== SOURCE EXTRACT ==
The prospect of teaching in Connecticut attracts diverse talent and skills. CSDE offers flexible certification options for out-of-state, international, substitute, and shortage-area teachers. The average teaching salary in Connecticut increased by more than 5% from 2019-2020, according to the NEA.

How Do I Become a Teacher in Connecticut?

People interested in teaching in Connecticut must first earn a bachelor's degree. Teachers must also complete a CSDE-approved educator preparation program, resulting in a formal recommendation for teaching certification. CSDE also requires teachers to pass content area exams in their teaching subject.

Upon earning initial teaching certification in Connecticut, teachers qualify for provisional certification after completing a teacher induction program and at least 10 months of teaching experience. Provisional teachers can advance to professional certification once they complete at least 30 credits of post-baccalaureate study and 30 hours of classroom teaching experience.

Out-of-state teachers must meet CSDE requirements for certification, including verifying their education and teaching experience.

Meet Minimum Education Requirements

Teaching in Connecticut requires a bachelor's degree for initial licensure and, eventually, a master's degree to maintain a professional certificate. Teachers can meet undergraduate course requirements through a standalone bachelor's degree or a state-approved educator preparation program. Graduates of a non-education bachelor's program can pursue an alternative preparation program.

Teachers must earn their degree from a regionally accredited school, preferably in a specific teaching subject or specialization. Connecticut's educator preparation programs provide coursework and experience in a student's desired teaching subject and grade level. However, CSDE welcomes teachers with broad experience to pursue jobs in teaching shortage areas.

Admission into a state-approved educator preparation program requires:

Gain Student Teaching Experience

Teachers in Connecticut need at least 10 weeks of full-time student teaching experience to qualify for initial certification. State-approved educator preparation programs require students to complete at least six and no more than 12 semester credits of field experience. This student teaching experience occurs over four semesters.

== SUPPLIED RECORDS ==
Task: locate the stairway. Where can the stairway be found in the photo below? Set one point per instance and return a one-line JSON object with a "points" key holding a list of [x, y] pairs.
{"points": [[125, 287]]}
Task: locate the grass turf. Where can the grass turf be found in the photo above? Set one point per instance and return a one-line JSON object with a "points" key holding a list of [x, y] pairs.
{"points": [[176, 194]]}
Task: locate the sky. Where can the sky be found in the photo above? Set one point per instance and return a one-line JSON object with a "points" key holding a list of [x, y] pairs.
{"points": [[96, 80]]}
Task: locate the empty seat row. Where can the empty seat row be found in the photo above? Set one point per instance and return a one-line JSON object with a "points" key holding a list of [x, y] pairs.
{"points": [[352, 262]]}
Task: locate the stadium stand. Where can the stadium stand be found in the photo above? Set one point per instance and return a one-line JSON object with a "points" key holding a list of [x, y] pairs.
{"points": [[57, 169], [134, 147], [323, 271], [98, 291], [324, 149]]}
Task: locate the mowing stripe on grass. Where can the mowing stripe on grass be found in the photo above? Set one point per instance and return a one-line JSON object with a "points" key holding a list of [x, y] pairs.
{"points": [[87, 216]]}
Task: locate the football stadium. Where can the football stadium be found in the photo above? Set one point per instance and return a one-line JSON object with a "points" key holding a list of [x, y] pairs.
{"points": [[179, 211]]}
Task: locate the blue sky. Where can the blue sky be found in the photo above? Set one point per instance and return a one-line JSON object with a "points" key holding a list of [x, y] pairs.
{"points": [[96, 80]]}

== WRITTEN TASK 1 ==
Translate this sentence from the text on becoming a teacher in Connecticut into Spanish: "Teachers in Connecticut need at least 10 weeks of full-time student teaching experience to qualify for initial certification."
== WRITTEN TASK 2 ==
According to the text on becoming a teacher in Connecticut, what degree do teachers eventually need in order to maintain a professional certificate?
== WRITTEN TASK 3 ==
From the text on becoming a teacher in Connecticut, repeat the part that opens with the words containing "The prospect of" and closes with "Teacher in Connecticut?".

== EXPECTED ANSWER 1 ==
Los maestros en Connecticut necesitan al menos 10 semanas de experiencia de práctica docente a tiempo completo para obtener la certificación inicial.

== EXPECTED ANSWER 2 ==
A master's degree.

== EXPECTED ANSWER 3 ==
The prospect of teaching in Connecticut attracts diverse talent and skills. CSDE offers flexible certification options for out-of-state, international, substitute, and shortage-area teachers. The average teaching salary in Connecticut increased by more than 5% from 2019-2020, according to the NEA.

How Do I Become a Teacher in Connecticut?